Excerpts from point annotation data:
↓↓↓
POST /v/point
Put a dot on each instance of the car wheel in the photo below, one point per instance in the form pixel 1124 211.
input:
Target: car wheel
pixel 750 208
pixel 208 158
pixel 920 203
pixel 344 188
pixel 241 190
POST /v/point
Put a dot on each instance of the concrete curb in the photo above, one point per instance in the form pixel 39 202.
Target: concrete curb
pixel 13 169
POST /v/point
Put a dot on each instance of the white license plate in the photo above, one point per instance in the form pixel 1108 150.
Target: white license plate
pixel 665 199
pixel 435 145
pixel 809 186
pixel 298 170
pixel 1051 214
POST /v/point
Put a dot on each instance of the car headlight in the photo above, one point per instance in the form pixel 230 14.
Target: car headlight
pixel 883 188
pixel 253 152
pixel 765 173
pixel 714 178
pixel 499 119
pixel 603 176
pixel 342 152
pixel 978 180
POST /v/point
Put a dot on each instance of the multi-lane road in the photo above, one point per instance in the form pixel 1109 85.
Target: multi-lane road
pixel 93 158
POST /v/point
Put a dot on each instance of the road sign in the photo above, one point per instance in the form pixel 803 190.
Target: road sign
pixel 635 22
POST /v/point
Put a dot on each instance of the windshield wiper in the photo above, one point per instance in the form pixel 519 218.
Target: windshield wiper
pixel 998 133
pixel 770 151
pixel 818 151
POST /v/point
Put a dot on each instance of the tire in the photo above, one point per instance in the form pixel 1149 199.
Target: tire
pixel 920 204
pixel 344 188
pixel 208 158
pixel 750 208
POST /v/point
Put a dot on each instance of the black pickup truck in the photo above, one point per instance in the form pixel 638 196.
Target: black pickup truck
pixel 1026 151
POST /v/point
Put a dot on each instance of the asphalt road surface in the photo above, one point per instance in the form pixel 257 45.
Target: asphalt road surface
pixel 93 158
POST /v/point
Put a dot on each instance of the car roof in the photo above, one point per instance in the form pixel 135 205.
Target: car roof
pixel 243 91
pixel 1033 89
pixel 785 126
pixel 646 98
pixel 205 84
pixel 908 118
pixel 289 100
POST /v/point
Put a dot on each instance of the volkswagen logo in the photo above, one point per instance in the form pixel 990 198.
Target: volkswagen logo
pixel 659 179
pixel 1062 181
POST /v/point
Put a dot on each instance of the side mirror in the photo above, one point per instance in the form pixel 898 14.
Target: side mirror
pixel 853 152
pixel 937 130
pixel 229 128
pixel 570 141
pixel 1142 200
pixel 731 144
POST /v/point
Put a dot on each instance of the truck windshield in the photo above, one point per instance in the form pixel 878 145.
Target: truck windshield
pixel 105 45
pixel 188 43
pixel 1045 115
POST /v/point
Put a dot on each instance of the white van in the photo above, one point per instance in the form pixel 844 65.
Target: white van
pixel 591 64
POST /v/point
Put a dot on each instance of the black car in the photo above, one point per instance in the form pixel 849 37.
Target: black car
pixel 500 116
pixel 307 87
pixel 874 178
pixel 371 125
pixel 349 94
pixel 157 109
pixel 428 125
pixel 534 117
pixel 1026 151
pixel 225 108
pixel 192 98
↑↑↑
Aim of the exercise: How many lines of the records above contain the string "plate"? Reply with the number alone.

Solution to the problem: 2